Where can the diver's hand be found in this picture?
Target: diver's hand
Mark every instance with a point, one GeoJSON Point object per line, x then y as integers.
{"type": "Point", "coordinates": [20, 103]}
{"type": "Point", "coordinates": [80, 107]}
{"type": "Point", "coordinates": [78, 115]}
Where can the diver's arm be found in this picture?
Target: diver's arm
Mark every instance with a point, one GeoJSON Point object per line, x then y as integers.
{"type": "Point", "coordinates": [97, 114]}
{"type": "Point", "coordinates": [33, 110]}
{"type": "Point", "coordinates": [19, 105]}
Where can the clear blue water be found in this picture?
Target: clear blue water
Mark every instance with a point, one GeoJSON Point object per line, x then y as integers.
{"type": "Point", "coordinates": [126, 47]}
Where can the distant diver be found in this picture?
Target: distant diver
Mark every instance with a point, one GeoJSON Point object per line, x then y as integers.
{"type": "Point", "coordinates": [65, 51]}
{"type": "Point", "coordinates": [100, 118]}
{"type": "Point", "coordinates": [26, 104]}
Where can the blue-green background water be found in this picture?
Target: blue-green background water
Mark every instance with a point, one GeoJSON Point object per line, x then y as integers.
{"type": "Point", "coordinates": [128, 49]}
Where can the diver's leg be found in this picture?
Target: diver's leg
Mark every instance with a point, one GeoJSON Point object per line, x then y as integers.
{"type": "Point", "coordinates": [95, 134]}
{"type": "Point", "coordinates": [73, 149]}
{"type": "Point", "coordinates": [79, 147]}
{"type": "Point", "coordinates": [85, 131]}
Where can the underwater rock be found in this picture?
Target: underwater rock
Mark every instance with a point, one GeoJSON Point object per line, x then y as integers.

──────────

INSTRUCTIONS FOR THE TASK:
Whenever the word "hand" shows up in a line of the entries above, copy that line.

TASK ANSWER:
Where can the diver's hand be found in this picture?
Target: diver's hand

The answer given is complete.